• [Short problem] Repeat every line of the listing below exactly, minus the pictures.

------

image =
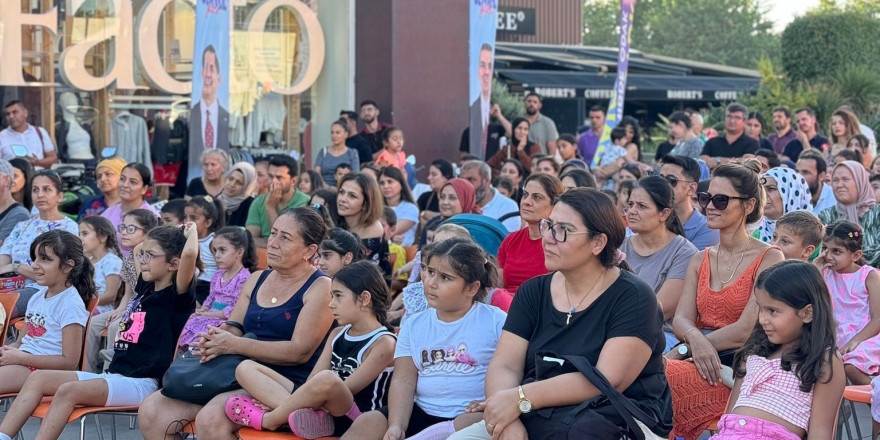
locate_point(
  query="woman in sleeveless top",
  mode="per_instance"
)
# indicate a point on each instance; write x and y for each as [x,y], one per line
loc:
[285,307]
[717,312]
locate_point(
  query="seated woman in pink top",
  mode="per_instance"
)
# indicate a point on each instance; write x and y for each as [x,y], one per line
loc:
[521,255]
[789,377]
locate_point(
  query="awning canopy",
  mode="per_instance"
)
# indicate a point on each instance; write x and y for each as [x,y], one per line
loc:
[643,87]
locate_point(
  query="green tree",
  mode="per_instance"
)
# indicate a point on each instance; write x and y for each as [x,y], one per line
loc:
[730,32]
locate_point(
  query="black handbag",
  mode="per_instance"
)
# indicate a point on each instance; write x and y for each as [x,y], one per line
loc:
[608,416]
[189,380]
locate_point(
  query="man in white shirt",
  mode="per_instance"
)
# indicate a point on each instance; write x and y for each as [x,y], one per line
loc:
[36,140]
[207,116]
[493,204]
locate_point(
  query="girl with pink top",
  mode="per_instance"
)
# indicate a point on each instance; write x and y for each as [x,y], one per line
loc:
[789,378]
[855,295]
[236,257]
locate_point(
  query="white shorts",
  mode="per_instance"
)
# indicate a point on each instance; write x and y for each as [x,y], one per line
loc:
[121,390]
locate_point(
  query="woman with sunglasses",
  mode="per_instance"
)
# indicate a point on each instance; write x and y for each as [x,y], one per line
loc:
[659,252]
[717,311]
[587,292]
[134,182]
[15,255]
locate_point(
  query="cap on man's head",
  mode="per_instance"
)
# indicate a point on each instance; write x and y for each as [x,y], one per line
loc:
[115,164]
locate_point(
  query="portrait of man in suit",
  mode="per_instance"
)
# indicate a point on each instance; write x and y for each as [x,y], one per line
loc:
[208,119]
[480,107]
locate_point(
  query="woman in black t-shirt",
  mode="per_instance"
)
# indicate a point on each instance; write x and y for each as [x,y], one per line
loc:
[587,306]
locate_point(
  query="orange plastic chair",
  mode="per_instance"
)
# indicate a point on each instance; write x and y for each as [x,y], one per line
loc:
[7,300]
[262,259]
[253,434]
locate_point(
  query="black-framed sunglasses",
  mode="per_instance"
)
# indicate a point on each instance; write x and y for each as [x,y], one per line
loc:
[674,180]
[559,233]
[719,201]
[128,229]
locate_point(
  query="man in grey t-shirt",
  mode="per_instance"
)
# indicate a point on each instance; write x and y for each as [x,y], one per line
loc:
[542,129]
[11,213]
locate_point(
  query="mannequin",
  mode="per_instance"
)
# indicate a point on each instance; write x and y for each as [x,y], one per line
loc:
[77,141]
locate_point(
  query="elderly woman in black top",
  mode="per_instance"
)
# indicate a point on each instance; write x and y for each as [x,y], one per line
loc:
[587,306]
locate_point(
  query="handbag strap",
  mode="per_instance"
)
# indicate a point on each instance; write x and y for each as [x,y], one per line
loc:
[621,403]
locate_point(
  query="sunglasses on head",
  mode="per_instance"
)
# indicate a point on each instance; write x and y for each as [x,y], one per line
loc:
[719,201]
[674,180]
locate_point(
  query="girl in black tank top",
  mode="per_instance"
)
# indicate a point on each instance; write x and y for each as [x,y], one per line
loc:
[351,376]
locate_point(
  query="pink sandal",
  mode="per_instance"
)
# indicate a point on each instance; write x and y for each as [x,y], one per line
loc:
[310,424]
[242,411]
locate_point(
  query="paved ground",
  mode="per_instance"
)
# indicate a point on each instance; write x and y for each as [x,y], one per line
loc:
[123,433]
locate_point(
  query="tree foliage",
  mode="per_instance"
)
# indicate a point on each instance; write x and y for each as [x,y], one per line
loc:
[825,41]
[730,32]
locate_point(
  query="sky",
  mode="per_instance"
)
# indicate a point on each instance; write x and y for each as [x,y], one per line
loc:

------

• [Exercise response]
image =
locate_point(
  query="woman in sleeveless top",
  mode="per_instance"
)
# indicate a point on each instance; write x and y for each as [x,y], one per line
loc:
[285,307]
[717,312]
locate_point(
  query="seated woman in pink top",
  mode="per_instance"
)
# indicate a point on each instance; write x and y for each as [x,y], one per line
loc:
[521,255]
[789,377]
locate_point(
  query="awning canopy",
  mode="per_instance"
)
# indicate a point on each instance; write x and y for each as [x,y], one per line
loc:
[643,87]
locate_point(
  query="green tree",
  mode="per_instance"
)
# indicate a point on each instance; write x and y for each as [x,y], one per line
loc:
[730,32]
locate_point(
  query="black handbag",
  mode="per_instance"
)
# indicate a point on each instance; write x and y for each as [x,y], one per line
loc:
[608,416]
[189,380]
locate_point(
  query="man in white shirt",
  mode="per_instance"
)
# indicate a point on each instance; write x and y for each as [x,y], one per line
loc:
[36,140]
[207,116]
[493,204]
locate_point(
  query="girl with pink top",
  mode="per_instance"
)
# indicate a point on each instance; write x and y for each as [x,y], one per line
loc:
[789,378]
[855,295]
[236,257]
locate_point(
  query="white shorts",
  mode="per_instance"
)
# indicate a point on each instance; write x and y for each as [x,y], one per line
loc:
[121,390]
locate_point(
  query="woman with sunglasses",
  mode="per_instance"
)
# indicate a point on each instance; write x and y for each as [x,y], one per line
loc:
[659,252]
[717,311]
[587,292]
[134,182]
[15,255]
locate_point(
  query="cap on man's head",
  mode="per_instance"
)
# indicate a point on each instance; write x and y for each as [x,y], one per line
loc:
[115,164]
locate_point(
  query="portrait of man in suit",
  mode="per_instance"
)
# indicate a point on each instance; write x and y for each as [x,y], one per line
loc:
[208,119]
[480,107]
locate_point(
  query="woman in black t-shirt",
  mode="per_instance"
)
# indicate a point on each instance; write x and y for each as [x,y], one per line
loc:
[587,306]
locate_point(
  query="orange plastic chair",
  mode="per_instance"
)
# indicate a point on each instance; write x and y for each as [x,y], one per line
loc:
[7,300]
[262,259]
[253,434]
locate_point(
  query="black-framed sunglasses",
  mode="per_instance"
)
# indicate a point on each instance; write x and y for each as [x,y], one per line
loc:
[674,180]
[559,233]
[719,201]
[128,229]
locate_point(
  query="man in grey t-shirt",
  mode="per_instance"
)
# indicate a point on each instance; write x and y for each as [x,y], one per line
loc:
[542,129]
[11,213]
locate_point(
  query="mannequin",
  mode="per_instance"
)
# indicate a point on each instance; write x and y for each as [x,y], one per line
loc:
[77,141]
locate_point(
  query="elderly woman in black top",
  mode="per_instance"
)
# indicate a point on each instance; write x and y for each as [x,y], one per line
loc:
[587,306]
locate_point(
  query="handbag strap",
  mode="per_instance"
)
# indicate a point on each instance; write x and y for each as [x,y], one per line
loc:
[621,403]
locate_point(
  query="sunglasses on head",
  mode="per_instance"
)
# indicate a point on each instance; write x and y for each as [x,y], one per line
loc:
[719,201]
[674,180]
locate_point(
  query="girl in black tank top",
  mode="per_instance"
)
# indicate a point on each instance; write x and y for each as [x,y], one per line
loc:
[351,376]
locate_point(
  query="pink sandal",
  mode="per_instance"
)
# indicate a point on each instance; write x and y for each as [x,y], one per line
loc:
[310,424]
[242,411]
locate_point(
  query="paved ground",
  mode="per_instance"
)
# indicate a point on each instance; write x and y for each as [x,y], one per line
loc:
[123,433]
locate_point(
  query="tree foliage",
  mode="per_instance"
)
# indicate a point on each instance; write x and y for each as [x,y], one per line
loc:
[825,41]
[730,32]
locate_point(
  query="sky",
  mode="per_instance"
)
# indicate a point on each instance; write x and y for each as [x,y], one per line
loc:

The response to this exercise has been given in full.